#### Required action A
List the basic things that the post on creating abundance, below, says humans require to survive.
#### Required action B
According to the post on creating abundance, what method has society devised for denying the use of land to people who need it?

#### Text provided
##############################

Creating abundance
July 20, 2007
In the last post I wrote about how the condition of abundance creates motive for mutualism – giving to others does not reduce one’s own lot. So, how can this condition be created?
1. Technology. There are many different science fiction stories about how technology might be used to make humanity’s basic needs free and universally accessible. Probably the most common idea is somehow incorporating photosynthesis into human skin, to either replace or supplement food. (For instance, see “The Green Leopard Plague” by Walter John Williams.) Another common idea is having cheaply made household units that can re-arrange molecules to turn any matter, such as garbage, into different matter, such as food and medicine. If we consider that humans require relatively few basic things to survive – clean air, water, and food – then focusing technology on making clean water and food as free and abundant as air might be one way of completely transforming the economy.
2. Checks on population growth. A quantity need not be unlimited to create the condition of abundance. There just needs to be enough of it relative to the population such that one can gain no benefit from denying it to others. To put it another way, society has figured out a method of denying use of land to people who need to use it, even when it is not being used. This method is possession or ownership of private property. Society has not figured out a method of denying use of air to people who need to use it. (Although I might add that the quality of air could go down enough in the future that people would have to use supplemental oxygen tanks or special indoor air systems to breathe, and this would allow a method of denying use of air.) Currently there is enough breathable air relative to the population that breathing air is free and universally available. Your breathing air does not impinge on my breathing air. Society hasn’t yet been able to divide air up and privatize it.
Similarly, once there was so much land that food was abundant – with a few hours of work a day, there was enough food for people to gather that everyone could be fed. The world was literally like a garden filled with fruit, and all it needed was the plucking. One of the conditions that has changed since that time is the unchecked population growth of the human species. Intensive agricultural production has not led to conditions of abundance, although it has led to population growth. As the amount of available food increases, the population also increases, and because there is no check to growth, both intensive agriculture and human population continue to increase. A planet overrun by billions of humans is not ideal. What is ideal is a stable human population that remains stable even with an increase in food. This requires checks on population growth.
How is this to be accomplished? There are a lot of bad answers and not so many good ones. A bad answer would be for the Western world to attempt to forcibly sterilize people in the developing world, as was attempted in some parts of India. Another bad answer is to use governments to enforce a regime of Zero population growth. A possible answer for checking population growth is artificially limiting food supply, although it is not the most desirable method because it would most likely be done by governments and leave the system of private property (or government-owned property) in place. Another possible bad answer is letting population growth run unchecked until the interaction of environmental destruction and intensive agriculture tops out and the maximum amount of food is produced. After a famine, the population would reach equilibrium. Yet another bad answer is voluntary human extinction, for which a movement exists.

##############################

#### Information given
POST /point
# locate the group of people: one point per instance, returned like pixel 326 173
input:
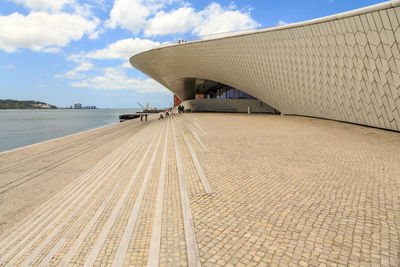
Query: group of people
pixel 161 115
pixel 143 115
pixel 181 109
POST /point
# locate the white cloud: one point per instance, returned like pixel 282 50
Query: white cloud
pixel 84 66
pixel 282 22
pixel 48 5
pixel 116 79
pixel 71 75
pixel 216 19
pixel 40 31
pixel 126 65
pixel 123 49
pixel 177 21
pixel 76 74
pixel 131 14
pixel 137 15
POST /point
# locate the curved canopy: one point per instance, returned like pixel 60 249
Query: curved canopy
pixel 343 67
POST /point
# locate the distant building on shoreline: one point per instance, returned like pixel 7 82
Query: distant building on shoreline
pixel 79 106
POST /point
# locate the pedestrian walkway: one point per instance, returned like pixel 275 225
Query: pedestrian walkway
pixel 120 211
pixel 220 189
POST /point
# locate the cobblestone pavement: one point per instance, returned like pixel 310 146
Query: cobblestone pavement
pixel 224 190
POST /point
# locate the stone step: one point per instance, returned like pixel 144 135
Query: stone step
pixel 44 225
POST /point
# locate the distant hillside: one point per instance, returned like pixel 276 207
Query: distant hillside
pixel 15 104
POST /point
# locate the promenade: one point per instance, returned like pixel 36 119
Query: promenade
pixel 205 189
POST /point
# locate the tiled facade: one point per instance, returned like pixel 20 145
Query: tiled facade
pixel 344 67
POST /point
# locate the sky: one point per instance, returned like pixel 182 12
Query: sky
pixel 76 51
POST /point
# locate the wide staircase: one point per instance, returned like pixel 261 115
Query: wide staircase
pixel 132 208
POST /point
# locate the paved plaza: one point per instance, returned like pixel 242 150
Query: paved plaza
pixel 205 189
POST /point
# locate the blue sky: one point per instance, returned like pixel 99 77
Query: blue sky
pixel 76 51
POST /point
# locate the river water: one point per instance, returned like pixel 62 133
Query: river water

##############################

#### Task solution A
Clean air, water, and food.

#### Task solution B
Possession or ownership of private property.